REQUIRED WORK:
Retype the tail of the data exactly, starting at the line containing "task: trace the outline of the <item>blurred" and stopping at the last line.

::::

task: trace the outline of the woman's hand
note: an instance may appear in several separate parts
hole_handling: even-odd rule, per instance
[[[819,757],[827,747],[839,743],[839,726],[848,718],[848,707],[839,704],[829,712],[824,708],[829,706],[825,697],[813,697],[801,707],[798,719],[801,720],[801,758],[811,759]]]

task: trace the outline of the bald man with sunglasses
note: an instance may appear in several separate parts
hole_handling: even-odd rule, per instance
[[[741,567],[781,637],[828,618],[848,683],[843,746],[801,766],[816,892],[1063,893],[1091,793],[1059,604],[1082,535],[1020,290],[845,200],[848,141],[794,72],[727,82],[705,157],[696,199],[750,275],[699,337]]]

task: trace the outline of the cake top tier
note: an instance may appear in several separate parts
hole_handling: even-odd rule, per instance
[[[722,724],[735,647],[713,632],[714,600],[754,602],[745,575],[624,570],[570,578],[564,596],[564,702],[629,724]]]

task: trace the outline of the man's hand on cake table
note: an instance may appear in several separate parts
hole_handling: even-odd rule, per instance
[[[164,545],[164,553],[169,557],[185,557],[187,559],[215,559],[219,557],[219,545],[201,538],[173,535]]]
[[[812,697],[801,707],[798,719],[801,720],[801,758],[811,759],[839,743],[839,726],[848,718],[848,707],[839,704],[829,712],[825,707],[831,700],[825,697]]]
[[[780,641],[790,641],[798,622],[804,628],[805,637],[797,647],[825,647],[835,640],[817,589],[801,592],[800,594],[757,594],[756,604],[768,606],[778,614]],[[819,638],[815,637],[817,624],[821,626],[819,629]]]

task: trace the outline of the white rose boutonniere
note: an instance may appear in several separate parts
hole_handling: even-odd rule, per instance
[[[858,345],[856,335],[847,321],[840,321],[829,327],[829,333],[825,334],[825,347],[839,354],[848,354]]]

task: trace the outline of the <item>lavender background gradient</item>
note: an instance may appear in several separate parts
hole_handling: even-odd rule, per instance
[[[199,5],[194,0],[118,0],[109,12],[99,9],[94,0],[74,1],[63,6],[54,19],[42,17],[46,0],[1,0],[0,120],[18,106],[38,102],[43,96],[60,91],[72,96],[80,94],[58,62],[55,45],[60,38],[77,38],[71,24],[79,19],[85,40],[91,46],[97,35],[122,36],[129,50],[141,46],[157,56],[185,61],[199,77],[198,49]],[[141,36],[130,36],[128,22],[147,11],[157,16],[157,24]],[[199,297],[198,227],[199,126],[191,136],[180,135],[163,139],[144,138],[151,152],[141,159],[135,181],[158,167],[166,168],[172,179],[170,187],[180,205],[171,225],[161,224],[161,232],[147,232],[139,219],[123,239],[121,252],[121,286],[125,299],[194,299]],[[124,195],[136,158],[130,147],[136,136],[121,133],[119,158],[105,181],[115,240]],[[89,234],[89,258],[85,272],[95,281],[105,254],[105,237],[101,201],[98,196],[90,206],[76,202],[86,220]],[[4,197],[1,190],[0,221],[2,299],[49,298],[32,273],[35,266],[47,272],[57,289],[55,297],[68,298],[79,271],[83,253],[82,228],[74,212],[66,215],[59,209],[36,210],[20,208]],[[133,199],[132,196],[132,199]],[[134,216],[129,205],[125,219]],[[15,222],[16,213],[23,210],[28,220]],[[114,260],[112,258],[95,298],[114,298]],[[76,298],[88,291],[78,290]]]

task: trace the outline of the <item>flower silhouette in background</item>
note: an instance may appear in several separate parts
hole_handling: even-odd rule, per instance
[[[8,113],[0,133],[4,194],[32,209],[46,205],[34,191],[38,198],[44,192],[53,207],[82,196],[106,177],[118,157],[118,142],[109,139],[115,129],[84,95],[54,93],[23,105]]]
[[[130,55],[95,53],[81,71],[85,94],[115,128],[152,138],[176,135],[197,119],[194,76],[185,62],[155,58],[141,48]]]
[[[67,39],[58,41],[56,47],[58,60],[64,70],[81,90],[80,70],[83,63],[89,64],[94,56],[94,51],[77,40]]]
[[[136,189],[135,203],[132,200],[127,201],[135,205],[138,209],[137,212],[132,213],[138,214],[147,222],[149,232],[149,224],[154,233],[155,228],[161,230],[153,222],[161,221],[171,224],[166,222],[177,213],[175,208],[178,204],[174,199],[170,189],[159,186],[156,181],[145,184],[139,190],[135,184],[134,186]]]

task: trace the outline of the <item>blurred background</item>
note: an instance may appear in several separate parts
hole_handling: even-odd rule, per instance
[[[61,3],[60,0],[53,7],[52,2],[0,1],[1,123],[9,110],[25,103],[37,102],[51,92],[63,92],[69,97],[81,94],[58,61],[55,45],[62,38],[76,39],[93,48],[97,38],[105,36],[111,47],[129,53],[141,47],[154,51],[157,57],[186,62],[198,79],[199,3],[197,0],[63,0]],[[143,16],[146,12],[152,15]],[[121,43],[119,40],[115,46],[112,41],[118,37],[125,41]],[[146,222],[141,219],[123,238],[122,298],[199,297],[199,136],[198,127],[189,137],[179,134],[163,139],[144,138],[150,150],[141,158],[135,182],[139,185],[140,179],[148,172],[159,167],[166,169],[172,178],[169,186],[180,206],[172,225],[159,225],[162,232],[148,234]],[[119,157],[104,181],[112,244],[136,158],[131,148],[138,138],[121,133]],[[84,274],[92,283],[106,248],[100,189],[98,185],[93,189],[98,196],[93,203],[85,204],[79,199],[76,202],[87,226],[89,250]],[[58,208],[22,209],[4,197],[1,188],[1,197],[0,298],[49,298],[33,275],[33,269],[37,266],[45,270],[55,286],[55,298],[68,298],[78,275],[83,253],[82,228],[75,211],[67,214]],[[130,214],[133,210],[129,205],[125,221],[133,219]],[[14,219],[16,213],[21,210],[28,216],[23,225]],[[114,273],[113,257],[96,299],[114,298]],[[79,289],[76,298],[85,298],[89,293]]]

::::

CORRECT OUTPUT:
task: trace the outline of the <item>blurred background</item>
note: an instance may appear in several separate parts
hole_handling: even-odd rule, per instance
[[[61,3],[60,0],[53,7],[52,2],[0,1],[1,123],[9,110],[25,103],[37,102],[51,92],[63,92],[69,97],[81,94],[58,61],[55,45],[62,38],[76,39],[93,48],[97,38],[105,36],[111,47],[129,53],[141,47],[154,51],[157,57],[186,62],[198,79],[199,3],[197,0],[63,0]],[[143,16],[146,12],[152,15]],[[121,43],[119,40],[115,46],[112,41],[118,37],[125,41]],[[146,222],[141,219],[123,238],[122,298],[199,297],[199,136],[198,127],[189,137],[179,134],[163,139],[144,138],[150,150],[141,158],[135,182],[139,185],[140,179],[148,172],[159,167],[166,169],[172,178],[169,186],[180,206],[172,225],[159,225],[162,232],[148,234]],[[119,157],[104,181],[112,244],[136,158],[131,148],[138,138],[121,133]],[[84,274],[92,283],[106,248],[100,189],[98,185],[93,189],[98,196],[93,203],[85,204],[79,199],[76,202],[87,226],[89,250]],[[58,208],[22,209],[4,197],[1,188],[1,197],[0,298],[49,298],[33,275],[33,269],[37,266],[45,270],[55,286],[55,298],[68,298],[78,275],[83,253],[82,228],[75,211],[67,214]],[[130,214],[133,210],[129,205],[125,221],[133,219]],[[14,219],[16,213],[21,210],[28,216],[23,225]],[[114,273],[113,257],[96,299],[114,298]],[[79,289],[76,298],[85,298],[89,293]]]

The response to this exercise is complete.